Start Input material

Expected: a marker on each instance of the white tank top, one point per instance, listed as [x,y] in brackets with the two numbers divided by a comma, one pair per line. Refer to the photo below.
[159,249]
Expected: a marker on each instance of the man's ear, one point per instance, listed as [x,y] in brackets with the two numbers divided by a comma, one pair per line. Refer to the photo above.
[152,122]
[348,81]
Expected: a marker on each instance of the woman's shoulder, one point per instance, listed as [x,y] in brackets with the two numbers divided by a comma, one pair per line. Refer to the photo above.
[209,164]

End Input material

# [Goal of the exercise]
Output every line of the entries above verbatim, keeping their original order and line breaks.

# [Correct output]
Expected: a marker on each instance of the white tank top, one point per instance, listed as [x,y] in brackets with the two numbers divided by a comma, one pair per line. Refer to the photo below.
[159,249]
Expected: a marker on each instance of the man's ear, one point per instance, listed as [x,y] in brackets with the two numbers divided by a comma, one pair per line. Refer to the photo above.
[152,122]
[348,81]
Expected: a marker on each instance of the woman's shoulder, one point per instance, listed as [x,y] in brackets with the two numbers divided by a comma, one pair per line. Refer to the photo above.
[209,164]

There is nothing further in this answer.